------ Document segment ------

The Lombardy Apartment Building is a historic apartment building in downtown Cincinnati, Ohio, United States.  A Victorian structure erected in 1885, it is a seven-story building with a metal-covered Mansard roof, built with brick walls and a stone foundation.  Constructed by the firm of Thomas Emery's Sons, Cincinnati's leading real estate developers during the 1880s, it was one of the earliest large apartment buildings erected in the city.  It is one of four large apartment complexes erected by the Emerys during the 1880s; only the Brittany and the Lombardy Apartment Buildings have endured to the present day.  Both the Lombardy and the Brittany were built in 1885 according to designs by Samuel Hannaford; at that time, his independent architectural practice was gaining great prominence in the Cincinnati metropolitan area.

------

= Requests =
a – Reproduce word for word the stretch of the Lombardy Apartment Building passage from "The Lombardy Apartment Building is" through "Cincinnati metropolitan area.".
b – In the Lombardy Apartment Building passage, which firm constructed the building?
c – Write what comes next in the account of the Lombardy Apartment Building, picking up after its final sentence.
The records have no connection to the passage about the Lombardy Apartment Building.

------ Data listing ------

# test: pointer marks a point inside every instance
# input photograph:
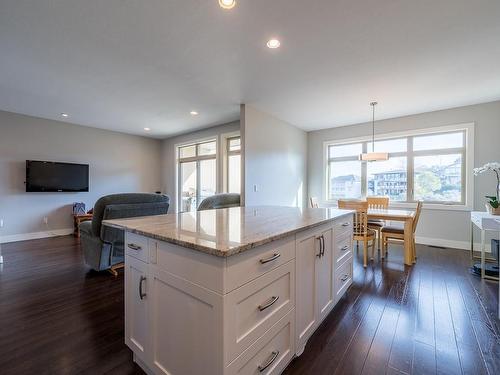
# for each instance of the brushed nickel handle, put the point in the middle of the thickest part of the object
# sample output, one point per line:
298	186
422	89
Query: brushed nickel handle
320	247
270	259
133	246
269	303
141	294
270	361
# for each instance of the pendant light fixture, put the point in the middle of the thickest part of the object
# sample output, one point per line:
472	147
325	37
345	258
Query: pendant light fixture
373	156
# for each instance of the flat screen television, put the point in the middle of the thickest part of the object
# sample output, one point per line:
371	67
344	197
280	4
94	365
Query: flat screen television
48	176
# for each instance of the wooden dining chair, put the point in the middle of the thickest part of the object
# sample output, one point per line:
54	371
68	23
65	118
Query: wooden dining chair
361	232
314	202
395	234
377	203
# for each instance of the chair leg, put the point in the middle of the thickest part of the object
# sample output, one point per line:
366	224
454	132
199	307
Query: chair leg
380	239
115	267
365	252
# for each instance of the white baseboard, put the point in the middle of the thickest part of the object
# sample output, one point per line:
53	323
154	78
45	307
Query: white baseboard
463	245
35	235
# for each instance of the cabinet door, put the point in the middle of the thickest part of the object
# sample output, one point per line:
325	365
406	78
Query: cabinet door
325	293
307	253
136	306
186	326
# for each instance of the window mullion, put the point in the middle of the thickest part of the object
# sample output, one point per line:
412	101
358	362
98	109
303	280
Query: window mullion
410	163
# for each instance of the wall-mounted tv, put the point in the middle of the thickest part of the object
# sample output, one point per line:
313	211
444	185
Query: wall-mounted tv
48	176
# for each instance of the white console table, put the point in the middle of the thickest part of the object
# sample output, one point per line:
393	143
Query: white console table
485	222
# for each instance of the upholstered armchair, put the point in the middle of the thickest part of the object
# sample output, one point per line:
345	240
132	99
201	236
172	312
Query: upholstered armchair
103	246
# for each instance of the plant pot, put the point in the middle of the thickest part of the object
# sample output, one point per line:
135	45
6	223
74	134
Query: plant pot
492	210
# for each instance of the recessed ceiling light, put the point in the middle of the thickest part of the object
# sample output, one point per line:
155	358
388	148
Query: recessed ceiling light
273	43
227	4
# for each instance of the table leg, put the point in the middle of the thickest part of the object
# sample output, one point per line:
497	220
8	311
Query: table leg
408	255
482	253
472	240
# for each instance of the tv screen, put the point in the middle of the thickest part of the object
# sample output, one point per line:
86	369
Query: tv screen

------

= Set of answers =
a –
The Lombardy Apartment Building is a historic apartment building in downtown Cincinnati, Ohio, United States.  A Victorian structure erected in 1885, it is a seven-story building with a metal-covered Mansard roof, built with brick walls and a stone foundation.  Constructed by the firm of Thomas Emery's Sons, Cincinnati's leading real estate developers during the 1880s, it was one of the earliest large apartment buildings erected in the city.  It is one of four large apartment complexes erected by the Emerys during the 1880s; only the Brittany and the Lombardy Apartment Buildings have endured to the present day.  Both the Lombardy and the Brittany were built in 1885 according to designs by Samuel Hannaford; at that time, his independent architectural practice was gaining great prominence in the Cincinnati metropolitan area.

b – Thomas Emery's Sons

c –
Among the distinctive elements of the Lombardy's architecture are plentiful pilasters with Corinthian-style capitals, an elaborate cornice and brackets, and multiple balconies of wrought iron.  Although the walls are primarily brick, they are decorated with elements of sandstone, along with limestone details and projections.

In 1976, the Lombardy Apartment Building and many surrounding buildings were designated a historic district, the West Fourth Street Historic District, and added to the National Register of Historic Places.  Four years later, the Lombardy was individually listed on the Register, due to its well-preserved historic architecture; it was seen as one of the region's finest examples of late 19th century urban Victorian architecture.  Dozens of other properties in Cincinnati, including the Brittany Apartment Building, were added to the Register at the same time as part of a multiple property submission of buildings designed by Samuel Hannaford.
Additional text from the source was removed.